_WHAT THE TASK REQUIRES:_ Return every line of the data below without changing anything.

┌─ ITEMS

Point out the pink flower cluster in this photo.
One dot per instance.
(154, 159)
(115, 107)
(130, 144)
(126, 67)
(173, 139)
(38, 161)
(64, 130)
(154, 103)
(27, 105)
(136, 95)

└─

_EXPECTED ANSWER:_
Point out the pink flower cluster in this photo.
One dot per instance.
(154, 159)
(115, 107)
(130, 144)
(126, 67)
(173, 139)
(38, 161)
(64, 130)
(154, 103)
(27, 105)
(136, 95)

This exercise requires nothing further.